» Written request: Starting with the line that contains "Return the segmentation of every instance of the building", set down each line through the end of the entries below, exactly and with nothing added.

» Provided records:
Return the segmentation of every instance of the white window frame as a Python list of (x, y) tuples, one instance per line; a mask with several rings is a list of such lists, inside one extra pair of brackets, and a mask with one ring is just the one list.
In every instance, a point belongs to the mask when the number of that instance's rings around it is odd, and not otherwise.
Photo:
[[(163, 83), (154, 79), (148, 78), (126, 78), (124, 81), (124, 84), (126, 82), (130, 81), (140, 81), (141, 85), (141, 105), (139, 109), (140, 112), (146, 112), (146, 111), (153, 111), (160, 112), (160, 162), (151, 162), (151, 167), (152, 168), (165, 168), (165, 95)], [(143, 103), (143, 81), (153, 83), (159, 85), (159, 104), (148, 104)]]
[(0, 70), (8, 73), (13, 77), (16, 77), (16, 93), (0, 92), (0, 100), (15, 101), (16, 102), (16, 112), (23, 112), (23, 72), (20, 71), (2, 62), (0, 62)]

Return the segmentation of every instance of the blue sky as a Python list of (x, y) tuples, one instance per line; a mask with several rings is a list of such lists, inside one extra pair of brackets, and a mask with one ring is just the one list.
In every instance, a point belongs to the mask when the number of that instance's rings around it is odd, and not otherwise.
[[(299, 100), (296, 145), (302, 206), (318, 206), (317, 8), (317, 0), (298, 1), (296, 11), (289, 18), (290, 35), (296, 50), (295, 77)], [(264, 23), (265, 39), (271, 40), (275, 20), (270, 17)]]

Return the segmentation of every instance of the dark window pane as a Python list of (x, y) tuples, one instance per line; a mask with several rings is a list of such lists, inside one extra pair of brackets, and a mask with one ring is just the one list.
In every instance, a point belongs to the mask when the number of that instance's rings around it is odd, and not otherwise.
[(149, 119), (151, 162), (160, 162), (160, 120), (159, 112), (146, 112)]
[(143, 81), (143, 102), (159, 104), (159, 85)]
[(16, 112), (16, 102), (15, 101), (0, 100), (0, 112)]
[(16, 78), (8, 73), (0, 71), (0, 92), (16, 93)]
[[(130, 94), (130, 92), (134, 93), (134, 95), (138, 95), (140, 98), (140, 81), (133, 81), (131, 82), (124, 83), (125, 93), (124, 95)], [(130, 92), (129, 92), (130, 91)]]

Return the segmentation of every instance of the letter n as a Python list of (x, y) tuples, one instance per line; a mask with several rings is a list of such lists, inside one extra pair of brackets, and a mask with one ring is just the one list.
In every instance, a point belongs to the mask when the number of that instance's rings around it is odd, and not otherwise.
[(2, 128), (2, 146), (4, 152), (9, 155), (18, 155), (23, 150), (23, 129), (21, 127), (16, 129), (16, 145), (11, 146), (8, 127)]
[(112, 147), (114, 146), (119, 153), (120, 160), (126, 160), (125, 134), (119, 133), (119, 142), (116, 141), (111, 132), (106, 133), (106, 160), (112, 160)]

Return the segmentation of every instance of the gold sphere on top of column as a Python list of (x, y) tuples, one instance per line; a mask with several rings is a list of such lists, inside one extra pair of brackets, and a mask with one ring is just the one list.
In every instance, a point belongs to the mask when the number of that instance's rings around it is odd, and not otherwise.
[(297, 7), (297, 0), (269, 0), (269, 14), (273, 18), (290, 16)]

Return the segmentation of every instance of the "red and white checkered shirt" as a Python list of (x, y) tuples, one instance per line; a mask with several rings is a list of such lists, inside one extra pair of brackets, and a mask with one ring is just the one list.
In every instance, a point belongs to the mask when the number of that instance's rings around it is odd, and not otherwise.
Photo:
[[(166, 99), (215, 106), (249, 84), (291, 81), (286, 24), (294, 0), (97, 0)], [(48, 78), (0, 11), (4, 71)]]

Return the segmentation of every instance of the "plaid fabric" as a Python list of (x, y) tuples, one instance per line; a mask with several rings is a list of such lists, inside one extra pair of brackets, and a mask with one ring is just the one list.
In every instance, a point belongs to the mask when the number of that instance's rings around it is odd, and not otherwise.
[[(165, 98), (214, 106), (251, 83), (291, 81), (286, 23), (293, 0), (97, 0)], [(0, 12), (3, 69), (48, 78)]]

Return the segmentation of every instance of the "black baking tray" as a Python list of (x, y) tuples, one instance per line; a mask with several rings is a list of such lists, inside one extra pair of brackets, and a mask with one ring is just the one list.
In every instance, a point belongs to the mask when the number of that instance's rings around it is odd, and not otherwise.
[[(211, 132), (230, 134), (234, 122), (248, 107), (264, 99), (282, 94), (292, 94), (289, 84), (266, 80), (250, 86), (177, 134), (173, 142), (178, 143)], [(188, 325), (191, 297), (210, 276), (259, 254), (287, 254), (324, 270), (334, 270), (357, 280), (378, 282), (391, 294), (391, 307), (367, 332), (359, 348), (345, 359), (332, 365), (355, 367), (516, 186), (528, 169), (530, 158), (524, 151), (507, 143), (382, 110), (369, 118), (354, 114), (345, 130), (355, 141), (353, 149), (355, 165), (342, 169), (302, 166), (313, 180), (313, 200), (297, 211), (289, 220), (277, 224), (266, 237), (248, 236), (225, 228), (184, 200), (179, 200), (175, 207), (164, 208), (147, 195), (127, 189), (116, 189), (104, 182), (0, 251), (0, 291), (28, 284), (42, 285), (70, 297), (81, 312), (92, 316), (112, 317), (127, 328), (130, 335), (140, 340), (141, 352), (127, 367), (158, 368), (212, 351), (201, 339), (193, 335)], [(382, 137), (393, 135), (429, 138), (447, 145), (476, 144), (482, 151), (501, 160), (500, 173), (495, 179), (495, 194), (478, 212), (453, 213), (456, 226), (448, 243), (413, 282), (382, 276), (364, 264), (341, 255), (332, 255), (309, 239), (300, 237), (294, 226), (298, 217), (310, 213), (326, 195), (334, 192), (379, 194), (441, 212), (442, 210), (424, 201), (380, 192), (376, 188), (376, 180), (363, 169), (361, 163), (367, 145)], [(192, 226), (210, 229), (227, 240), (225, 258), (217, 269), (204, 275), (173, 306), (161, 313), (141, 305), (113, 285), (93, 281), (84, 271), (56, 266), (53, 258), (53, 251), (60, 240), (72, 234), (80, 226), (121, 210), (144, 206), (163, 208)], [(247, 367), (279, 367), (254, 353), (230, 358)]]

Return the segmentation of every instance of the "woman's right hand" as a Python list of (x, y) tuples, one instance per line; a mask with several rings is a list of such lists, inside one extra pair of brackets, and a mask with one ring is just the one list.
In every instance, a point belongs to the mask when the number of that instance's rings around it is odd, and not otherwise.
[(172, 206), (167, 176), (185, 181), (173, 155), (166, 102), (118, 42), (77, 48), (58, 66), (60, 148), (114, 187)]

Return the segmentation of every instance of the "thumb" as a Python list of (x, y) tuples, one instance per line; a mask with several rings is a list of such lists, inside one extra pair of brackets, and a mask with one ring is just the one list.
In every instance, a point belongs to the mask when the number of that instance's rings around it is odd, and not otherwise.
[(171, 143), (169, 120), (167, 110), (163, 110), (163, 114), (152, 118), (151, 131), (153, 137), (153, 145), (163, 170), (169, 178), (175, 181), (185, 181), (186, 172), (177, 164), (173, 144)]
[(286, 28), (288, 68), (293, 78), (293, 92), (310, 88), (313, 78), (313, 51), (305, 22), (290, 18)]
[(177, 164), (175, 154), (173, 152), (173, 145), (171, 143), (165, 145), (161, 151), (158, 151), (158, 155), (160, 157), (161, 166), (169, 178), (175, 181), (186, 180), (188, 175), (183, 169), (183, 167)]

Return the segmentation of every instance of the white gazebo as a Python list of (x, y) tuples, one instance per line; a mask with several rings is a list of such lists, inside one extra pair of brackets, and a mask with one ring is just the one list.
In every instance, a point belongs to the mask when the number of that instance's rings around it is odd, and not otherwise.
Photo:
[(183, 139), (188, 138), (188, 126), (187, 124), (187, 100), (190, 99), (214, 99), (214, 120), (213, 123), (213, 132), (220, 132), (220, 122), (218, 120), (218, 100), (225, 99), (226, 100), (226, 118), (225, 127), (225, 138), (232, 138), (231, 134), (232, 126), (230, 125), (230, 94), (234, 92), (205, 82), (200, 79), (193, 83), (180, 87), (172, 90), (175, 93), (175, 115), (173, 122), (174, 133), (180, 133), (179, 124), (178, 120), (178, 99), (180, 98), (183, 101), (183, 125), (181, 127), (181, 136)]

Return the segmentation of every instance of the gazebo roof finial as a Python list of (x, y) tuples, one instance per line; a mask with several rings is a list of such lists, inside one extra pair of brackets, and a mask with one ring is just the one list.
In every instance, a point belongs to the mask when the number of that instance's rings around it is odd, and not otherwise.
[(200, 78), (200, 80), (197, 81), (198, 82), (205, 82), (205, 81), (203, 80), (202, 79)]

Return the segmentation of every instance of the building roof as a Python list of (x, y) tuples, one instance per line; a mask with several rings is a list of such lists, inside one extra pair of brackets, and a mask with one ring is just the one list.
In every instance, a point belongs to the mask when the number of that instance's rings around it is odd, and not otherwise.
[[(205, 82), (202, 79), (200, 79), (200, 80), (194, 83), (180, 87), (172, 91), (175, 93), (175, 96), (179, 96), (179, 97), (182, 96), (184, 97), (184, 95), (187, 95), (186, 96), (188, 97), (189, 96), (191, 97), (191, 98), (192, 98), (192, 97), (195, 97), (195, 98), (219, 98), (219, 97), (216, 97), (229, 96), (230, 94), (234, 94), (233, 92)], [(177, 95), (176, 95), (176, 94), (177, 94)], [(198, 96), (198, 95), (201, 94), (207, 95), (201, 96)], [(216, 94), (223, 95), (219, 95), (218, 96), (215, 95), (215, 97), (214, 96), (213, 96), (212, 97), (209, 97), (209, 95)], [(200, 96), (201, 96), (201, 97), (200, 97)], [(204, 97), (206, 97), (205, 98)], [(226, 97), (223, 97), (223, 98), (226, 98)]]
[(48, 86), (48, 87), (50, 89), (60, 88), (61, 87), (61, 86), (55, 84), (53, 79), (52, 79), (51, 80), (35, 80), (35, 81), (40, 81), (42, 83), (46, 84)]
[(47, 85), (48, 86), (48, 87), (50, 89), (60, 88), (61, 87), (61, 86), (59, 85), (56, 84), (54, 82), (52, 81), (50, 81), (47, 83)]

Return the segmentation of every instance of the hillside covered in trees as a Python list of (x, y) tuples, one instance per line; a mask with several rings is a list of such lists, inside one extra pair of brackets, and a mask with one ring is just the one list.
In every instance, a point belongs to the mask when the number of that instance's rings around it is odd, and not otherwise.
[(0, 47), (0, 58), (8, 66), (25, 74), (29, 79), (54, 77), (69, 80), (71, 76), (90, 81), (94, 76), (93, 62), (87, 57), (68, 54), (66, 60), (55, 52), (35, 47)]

» Exercise response:
Return the segmentation of every instance of the building roof as a Python list of (x, y) tuples, one instance per line; a mask with several rings is a list of such lists, inside one extra pair of brackets, and a mask with one ring is just the one list.
In every instance, a point belongs to the mask when the number of that instance's rings around it is odd, and not otherwise.
[[(205, 82), (202, 79), (200, 79), (200, 80), (194, 83), (180, 87), (172, 91), (175, 93), (175, 96), (179, 96), (179, 97), (182, 96), (184, 97), (184, 95), (187, 95), (186, 96), (188, 97), (189, 96), (191, 97), (191, 98), (192, 98), (192, 97), (195, 97), (195, 98), (219, 98), (219, 97), (216, 97), (229, 96), (230, 94), (234, 94), (233, 92)], [(177, 95), (176, 95), (176, 94), (177, 94)], [(198, 96), (198, 95), (201, 94), (207, 95), (201, 96)], [(216, 94), (223, 95), (219, 95), (218, 96), (215, 95), (215, 97), (214, 96), (213, 96), (212, 97), (209, 97), (209, 95)], [(200, 96), (201, 96), (201, 97), (200, 97)], [(204, 97), (206, 97), (205, 98)], [(226, 97), (223, 97), (223, 98), (226, 98)]]
[(48, 86), (48, 87), (50, 89), (60, 88), (61, 87), (61, 86), (55, 84), (53, 79), (52, 79), (51, 80), (35, 80), (35, 81), (40, 81), (42, 83), (46, 84)]
[(47, 85), (48, 86), (48, 87), (50, 89), (60, 88), (61, 87), (61, 86), (59, 85), (56, 84), (54, 82), (52, 81), (50, 81), (47, 83)]

Return the segmentation of every instance of the hillside covered in trees as a Python list of (x, y) tuples, one instance per line; a mask with several rings is a list of such lists, inside one extra pair of brackets, and a mask with one ring is just the one list.
In every instance, a point belongs to the mask when the number of that instance's rings around it is odd, and not otherwise.
[(0, 47), (0, 58), (8, 66), (25, 74), (29, 79), (54, 77), (69, 80), (71, 76), (90, 81), (94, 76), (93, 62), (87, 57), (68, 54), (66, 60), (55, 52), (35, 47)]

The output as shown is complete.